## Extrait du document:
Pour cette mesure de gratuité de la planification familiale, on ne s’aurait dissocier les pesanteurs socio-culturelles de l’offre, mais plutôt arriver à concilier les deux en même temps. Au moment où nous sommes en train de travailler à sensibiliser la population pour lever les obstacles par rapport à la compréhension de l’utilisation des méthodes contraceptives, il faudra que les services d’offre des méthodes contraceptives soient disponibles. Etant donné que l’inaccessibilité à la planification familiale, par la majeure partie de la population, était due au manque de moyens financiers, nous allons œuvrer à ce que les produits soient disponibles.
D’aucuns estiment que rendre la planification familiale gratuite est une façon non pas d’espacer les naissances, mais de rendre les femmes stériles. Quels commentaires en faites-vous ?
La planification familiale a toujours existé dans nos sociétés. Avant les femmes utilisaient les perles et les colliers pour espacer les naissances. Mais en aucun moment, on parlait de rendre la femme stérile. Les méthodes contraceptives ne rendent en aucun cas les femmes stériles. Ce n’est pas parce qu’on a rendu la méthode gratuite qu’elle aura pour but d’empêcher les femmes de faire des enfants. Notre défi est de lever les difficultés auxquelles sont confrontés les bénéficiaires.
Quelles sont les méthodes contraceptives qui seront mises à la disposition des bénéficiaires de cette gratuité ?
Toutes les méthodes sont concernées. Il s’agit des pilules, des injectables, des implants qu’on met sous la peau, ainsi que des préservatifs.

## Enregistrements de données:

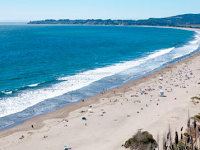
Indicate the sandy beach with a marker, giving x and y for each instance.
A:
(107, 120)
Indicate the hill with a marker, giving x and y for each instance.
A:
(186, 20)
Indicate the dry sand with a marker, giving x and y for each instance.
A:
(116, 114)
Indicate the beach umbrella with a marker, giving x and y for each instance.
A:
(161, 93)
(83, 118)
(90, 110)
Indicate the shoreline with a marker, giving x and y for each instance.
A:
(66, 111)
(75, 106)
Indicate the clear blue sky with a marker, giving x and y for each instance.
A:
(26, 10)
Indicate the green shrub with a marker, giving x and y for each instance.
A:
(141, 141)
(186, 134)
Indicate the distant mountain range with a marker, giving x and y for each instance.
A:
(186, 20)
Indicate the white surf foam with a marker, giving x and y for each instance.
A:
(5, 92)
(29, 98)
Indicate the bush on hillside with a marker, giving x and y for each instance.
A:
(141, 141)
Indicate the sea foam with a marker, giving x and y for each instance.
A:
(67, 84)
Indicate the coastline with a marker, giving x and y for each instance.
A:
(40, 121)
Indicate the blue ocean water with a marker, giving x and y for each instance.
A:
(46, 67)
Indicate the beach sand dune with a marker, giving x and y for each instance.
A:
(107, 120)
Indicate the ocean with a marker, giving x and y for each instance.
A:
(47, 67)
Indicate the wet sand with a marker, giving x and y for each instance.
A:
(115, 115)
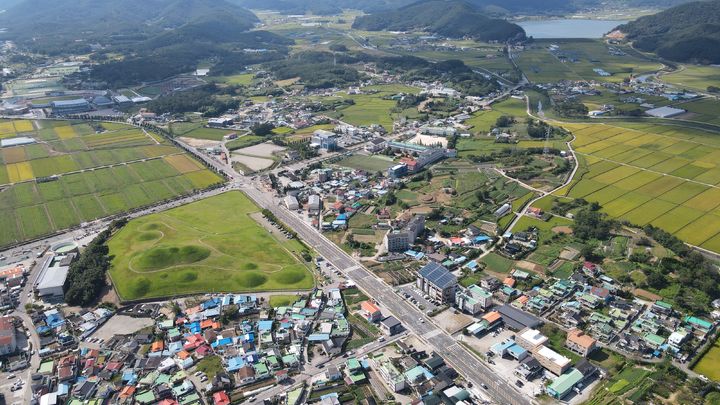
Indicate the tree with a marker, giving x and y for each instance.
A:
(504, 121)
(263, 129)
(591, 224)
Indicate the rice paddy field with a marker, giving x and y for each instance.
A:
(73, 174)
(372, 108)
(211, 245)
(662, 175)
(694, 77)
(579, 58)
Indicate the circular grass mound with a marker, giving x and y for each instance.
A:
(140, 287)
(151, 226)
(251, 279)
(288, 277)
(163, 257)
(149, 235)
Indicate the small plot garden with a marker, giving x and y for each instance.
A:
(211, 245)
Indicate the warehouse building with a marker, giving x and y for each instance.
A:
(62, 107)
(50, 281)
(665, 112)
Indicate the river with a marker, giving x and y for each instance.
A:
(568, 28)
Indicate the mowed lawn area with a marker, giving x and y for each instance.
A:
(211, 245)
(652, 174)
(78, 174)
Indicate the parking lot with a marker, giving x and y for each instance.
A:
(119, 325)
(416, 297)
(504, 366)
(14, 395)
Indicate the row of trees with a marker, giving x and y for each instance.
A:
(86, 277)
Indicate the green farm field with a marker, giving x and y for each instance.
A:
(707, 365)
(581, 56)
(367, 163)
(210, 245)
(694, 77)
(102, 174)
(372, 108)
(652, 174)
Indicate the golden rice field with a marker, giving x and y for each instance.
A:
(652, 174)
(98, 174)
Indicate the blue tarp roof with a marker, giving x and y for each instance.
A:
(438, 275)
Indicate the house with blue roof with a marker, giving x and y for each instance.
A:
(436, 281)
(235, 364)
(264, 326)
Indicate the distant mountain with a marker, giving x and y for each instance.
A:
(685, 33)
(325, 7)
(450, 18)
(55, 22)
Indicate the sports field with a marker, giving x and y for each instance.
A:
(97, 174)
(211, 245)
(666, 176)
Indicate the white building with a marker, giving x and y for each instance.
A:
(473, 299)
(292, 203)
(529, 339)
(314, 204)
(50, 281)
(396, 241)
(8, 341)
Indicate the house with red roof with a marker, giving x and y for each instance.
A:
(221, 398)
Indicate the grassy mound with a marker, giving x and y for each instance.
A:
(289, 277)
(251, 279)
(163, 257)
(211, 245)
(148, 236)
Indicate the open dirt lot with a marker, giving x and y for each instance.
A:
(121, 325)
(451, 321)
(254, 163)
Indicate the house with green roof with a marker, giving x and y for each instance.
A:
(290, 360)
(564, 384)
(653, 341)
(698, 326)
(354, 371)
(261, 371)
(145, 398)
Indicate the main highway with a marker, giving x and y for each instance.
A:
(459, 357)
(464, 361)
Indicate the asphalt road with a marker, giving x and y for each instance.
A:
(469, 366)
(459, 357)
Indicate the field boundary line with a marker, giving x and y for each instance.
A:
(649, 170)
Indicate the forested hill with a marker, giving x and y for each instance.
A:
(55, 23)
(325, 7)
(454, 19)
(686, 33)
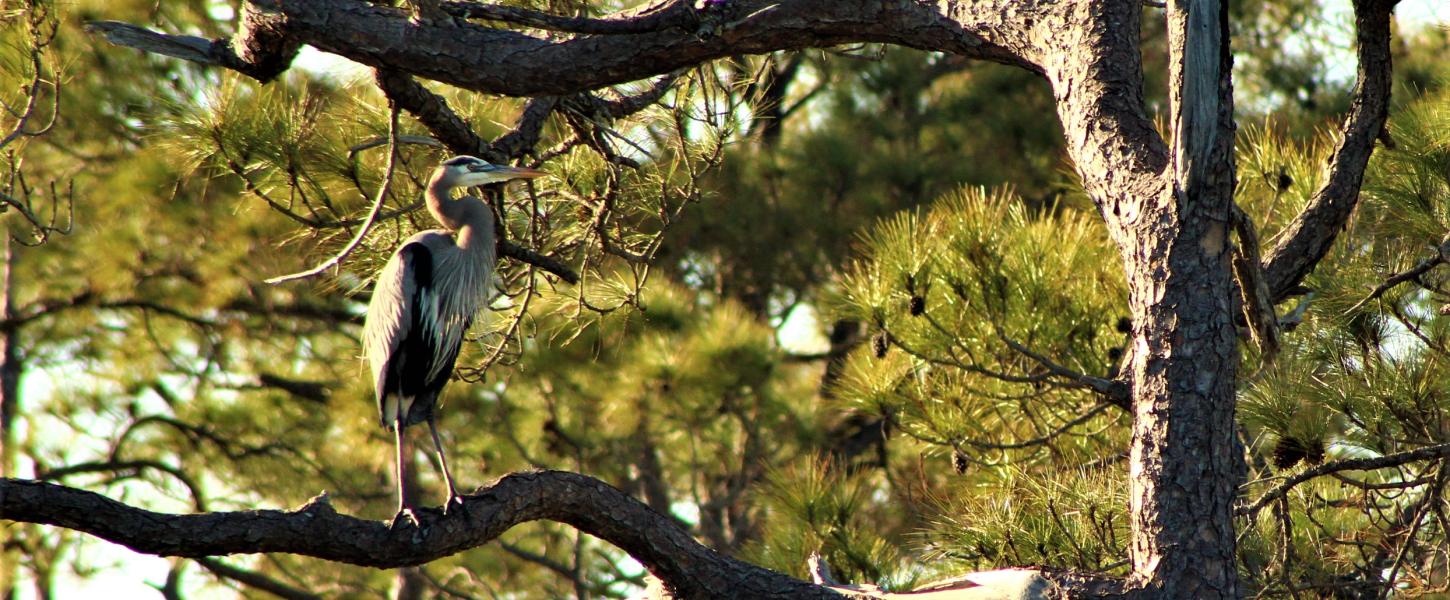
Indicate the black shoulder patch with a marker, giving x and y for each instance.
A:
(421, 261)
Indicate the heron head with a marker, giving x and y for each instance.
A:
(467, 171)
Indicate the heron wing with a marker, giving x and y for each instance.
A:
(398, 339)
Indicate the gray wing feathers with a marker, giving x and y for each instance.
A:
(389, 315)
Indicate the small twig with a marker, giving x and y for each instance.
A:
(1115, 392)
(1352, 464)
(1420, 268)
(373, 213)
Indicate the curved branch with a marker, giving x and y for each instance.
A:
(316, 529)
(515, 64)
(1311, 234)
(371, 215)
(670, 13)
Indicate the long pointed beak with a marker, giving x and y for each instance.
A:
(516, 173)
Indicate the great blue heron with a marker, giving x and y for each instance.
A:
(425, 299)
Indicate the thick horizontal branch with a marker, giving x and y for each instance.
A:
(515, 64)
(255, 580)
(672, 13)
(1311, 234)
(316, 529)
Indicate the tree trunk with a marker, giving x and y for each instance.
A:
(9, 403)
(1185, 460)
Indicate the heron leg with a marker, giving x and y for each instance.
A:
(442, 460)
(405, 502)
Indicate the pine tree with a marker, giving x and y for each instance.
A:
(975, 405)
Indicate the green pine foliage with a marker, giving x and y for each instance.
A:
(161, 370)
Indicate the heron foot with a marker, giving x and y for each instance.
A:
(456, 503)
(405, 516)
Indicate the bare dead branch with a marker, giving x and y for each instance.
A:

## Consigne 1:
Énumérez toutes les méthodes contraceptives que l'extrait sur la planification familiale dit mises à la disposition des bénéficiaires de la gratuité.
## Consigne 2:
D'après l'extrait sur la planification familiale, pourquoi faut-il œuvrer à rendre les produits contraceptifs disponibles ?
## Consigne 3:
Reproduisez le passage de l'extrait sur la planification familiale qui va de « D’aucuns estiment que » jusqu'à « confrontés les bénéficiaires. ».
Aucune donnée n'est requise pour ce travail.

## Votre réponse 1:
- les pilules
- les injectables
- les implants qu'on met sous la peau
- les préservatifs

## Votre réponse 2:
L'inaccessibilité à la planification familiale, pour la majeure partie de la population, était due au manque de moyens financiers. Les produits doivent donc être disponibles, en même temps que se poursuit la sensibilisation de la population.

## Votre réponse 3:
D’aucuns estiment que rendre la planification familiale gratuite est une façon non pas d’espacer les naissances, mais de rendre les femmes stériles. Quels commentaires en faites-vous ?
La planification familiale a toujours existé dans nos sociétés. Avant les femmes utilisaient les perles et les colliers pour espacer les naissances. Mais en aucun moment, on parlait de rendre la femme stérile. Les méthodes contraceptives ne rendent en aucun cas les femmes stériles. Ce n’est pas parce qu’on a rendu la méthode gratuite qu’elle aura pour but d’empêcher les femmes de faire des enfants. Notre défi est de lever les difficultés auxquelles sont confrontés les bénéficiaires.